▸ EXERCISE REQUIREMENTS
Your answer should be every line below that includes the word "yellow".

(Recorded data)
■ ■ ■ ■ ■ ■ ■

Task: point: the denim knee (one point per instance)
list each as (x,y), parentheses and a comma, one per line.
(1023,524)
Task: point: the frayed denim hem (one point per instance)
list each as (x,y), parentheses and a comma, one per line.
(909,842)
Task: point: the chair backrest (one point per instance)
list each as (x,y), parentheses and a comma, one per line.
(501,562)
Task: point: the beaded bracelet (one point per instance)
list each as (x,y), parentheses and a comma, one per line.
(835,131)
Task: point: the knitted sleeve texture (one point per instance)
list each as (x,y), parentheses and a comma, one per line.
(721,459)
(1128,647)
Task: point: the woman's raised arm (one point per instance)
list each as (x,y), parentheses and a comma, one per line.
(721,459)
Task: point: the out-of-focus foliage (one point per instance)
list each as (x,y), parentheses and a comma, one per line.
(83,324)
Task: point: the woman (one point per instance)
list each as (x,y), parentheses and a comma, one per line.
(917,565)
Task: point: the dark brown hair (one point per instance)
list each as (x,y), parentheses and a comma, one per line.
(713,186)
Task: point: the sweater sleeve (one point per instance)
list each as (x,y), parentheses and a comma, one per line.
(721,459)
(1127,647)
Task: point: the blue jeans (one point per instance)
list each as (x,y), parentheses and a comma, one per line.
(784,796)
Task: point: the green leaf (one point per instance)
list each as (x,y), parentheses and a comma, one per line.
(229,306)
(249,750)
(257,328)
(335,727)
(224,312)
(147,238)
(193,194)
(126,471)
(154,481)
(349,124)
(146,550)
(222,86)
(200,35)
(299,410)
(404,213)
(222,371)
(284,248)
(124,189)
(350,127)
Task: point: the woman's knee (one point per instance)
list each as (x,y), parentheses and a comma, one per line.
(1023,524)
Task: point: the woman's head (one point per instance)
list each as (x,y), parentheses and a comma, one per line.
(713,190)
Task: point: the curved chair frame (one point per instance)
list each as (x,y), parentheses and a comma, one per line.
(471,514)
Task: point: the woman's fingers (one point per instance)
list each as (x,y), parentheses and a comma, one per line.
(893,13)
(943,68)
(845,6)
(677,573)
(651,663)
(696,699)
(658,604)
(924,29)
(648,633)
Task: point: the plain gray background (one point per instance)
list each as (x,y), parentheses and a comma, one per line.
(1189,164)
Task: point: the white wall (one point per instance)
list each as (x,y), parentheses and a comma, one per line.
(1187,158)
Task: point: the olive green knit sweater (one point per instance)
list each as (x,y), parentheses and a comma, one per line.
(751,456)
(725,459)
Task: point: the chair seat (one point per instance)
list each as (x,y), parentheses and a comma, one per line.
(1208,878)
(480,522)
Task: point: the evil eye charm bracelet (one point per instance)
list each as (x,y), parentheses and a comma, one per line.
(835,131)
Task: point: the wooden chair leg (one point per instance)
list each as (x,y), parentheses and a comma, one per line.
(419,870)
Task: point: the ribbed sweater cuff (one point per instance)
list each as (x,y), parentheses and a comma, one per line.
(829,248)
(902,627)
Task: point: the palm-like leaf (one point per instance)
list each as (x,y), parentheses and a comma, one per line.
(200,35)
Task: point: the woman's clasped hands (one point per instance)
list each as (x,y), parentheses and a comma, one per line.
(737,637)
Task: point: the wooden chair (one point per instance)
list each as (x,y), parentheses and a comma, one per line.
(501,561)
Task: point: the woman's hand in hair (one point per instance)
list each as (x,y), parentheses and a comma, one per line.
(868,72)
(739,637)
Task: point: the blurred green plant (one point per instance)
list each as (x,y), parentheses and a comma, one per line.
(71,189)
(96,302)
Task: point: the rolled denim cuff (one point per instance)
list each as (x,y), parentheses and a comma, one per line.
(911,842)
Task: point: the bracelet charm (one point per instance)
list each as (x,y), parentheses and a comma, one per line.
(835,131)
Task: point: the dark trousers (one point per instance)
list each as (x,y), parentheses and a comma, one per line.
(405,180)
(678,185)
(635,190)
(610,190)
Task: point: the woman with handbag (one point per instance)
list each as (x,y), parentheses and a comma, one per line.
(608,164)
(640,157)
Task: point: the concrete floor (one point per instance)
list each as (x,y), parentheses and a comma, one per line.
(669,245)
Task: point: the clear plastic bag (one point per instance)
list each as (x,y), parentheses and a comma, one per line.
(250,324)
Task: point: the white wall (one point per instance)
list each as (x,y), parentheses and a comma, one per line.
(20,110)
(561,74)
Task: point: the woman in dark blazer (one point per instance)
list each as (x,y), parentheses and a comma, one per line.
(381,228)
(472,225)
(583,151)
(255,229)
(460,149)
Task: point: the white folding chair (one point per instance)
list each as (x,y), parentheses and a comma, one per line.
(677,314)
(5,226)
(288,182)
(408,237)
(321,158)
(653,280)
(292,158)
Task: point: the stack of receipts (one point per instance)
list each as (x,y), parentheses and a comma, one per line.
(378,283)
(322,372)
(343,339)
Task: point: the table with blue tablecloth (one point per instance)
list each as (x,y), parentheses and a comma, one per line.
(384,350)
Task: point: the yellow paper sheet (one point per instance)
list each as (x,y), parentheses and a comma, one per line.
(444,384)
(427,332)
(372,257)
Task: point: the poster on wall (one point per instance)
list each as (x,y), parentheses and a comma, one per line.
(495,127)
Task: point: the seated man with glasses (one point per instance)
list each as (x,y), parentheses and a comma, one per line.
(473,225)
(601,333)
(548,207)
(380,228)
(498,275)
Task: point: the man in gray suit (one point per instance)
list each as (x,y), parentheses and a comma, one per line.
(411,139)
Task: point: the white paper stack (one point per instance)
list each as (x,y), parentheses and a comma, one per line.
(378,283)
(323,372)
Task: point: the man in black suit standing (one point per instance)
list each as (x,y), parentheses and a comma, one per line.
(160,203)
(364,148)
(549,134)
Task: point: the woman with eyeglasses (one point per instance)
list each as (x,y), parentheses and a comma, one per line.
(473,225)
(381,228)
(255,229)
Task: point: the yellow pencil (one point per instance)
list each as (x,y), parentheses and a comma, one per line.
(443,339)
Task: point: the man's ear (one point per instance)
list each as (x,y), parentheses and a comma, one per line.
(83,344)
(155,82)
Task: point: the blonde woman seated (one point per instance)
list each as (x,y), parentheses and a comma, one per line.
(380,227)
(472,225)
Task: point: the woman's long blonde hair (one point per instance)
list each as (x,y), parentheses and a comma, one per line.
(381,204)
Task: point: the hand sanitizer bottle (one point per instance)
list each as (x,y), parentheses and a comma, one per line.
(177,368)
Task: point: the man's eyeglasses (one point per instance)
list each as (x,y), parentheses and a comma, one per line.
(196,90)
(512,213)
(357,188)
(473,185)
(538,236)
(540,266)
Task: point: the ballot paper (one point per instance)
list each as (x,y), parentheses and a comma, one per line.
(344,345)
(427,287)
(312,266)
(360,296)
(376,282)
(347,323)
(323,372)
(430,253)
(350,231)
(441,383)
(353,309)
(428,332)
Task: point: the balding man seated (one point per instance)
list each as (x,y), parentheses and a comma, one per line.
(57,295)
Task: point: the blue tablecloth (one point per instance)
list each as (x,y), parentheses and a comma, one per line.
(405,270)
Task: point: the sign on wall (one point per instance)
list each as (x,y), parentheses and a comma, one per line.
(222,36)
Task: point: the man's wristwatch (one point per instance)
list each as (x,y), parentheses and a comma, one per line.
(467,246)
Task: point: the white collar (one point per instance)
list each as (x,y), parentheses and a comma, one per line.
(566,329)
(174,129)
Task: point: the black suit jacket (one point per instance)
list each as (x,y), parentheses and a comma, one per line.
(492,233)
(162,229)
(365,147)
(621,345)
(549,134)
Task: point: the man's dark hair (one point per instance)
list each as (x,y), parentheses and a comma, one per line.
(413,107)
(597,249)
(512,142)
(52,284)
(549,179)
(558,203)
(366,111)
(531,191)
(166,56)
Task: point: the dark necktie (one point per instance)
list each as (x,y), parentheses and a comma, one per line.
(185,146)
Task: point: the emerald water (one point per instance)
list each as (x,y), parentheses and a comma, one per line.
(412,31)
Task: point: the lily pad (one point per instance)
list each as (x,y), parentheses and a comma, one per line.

■ ■ ■ ■ ■ ■ ■

▸ EXPECTED ANSWER
Task: point: the yellow paper sheet (one point per instance)
Task: point: the yellow pencil (one point per instance)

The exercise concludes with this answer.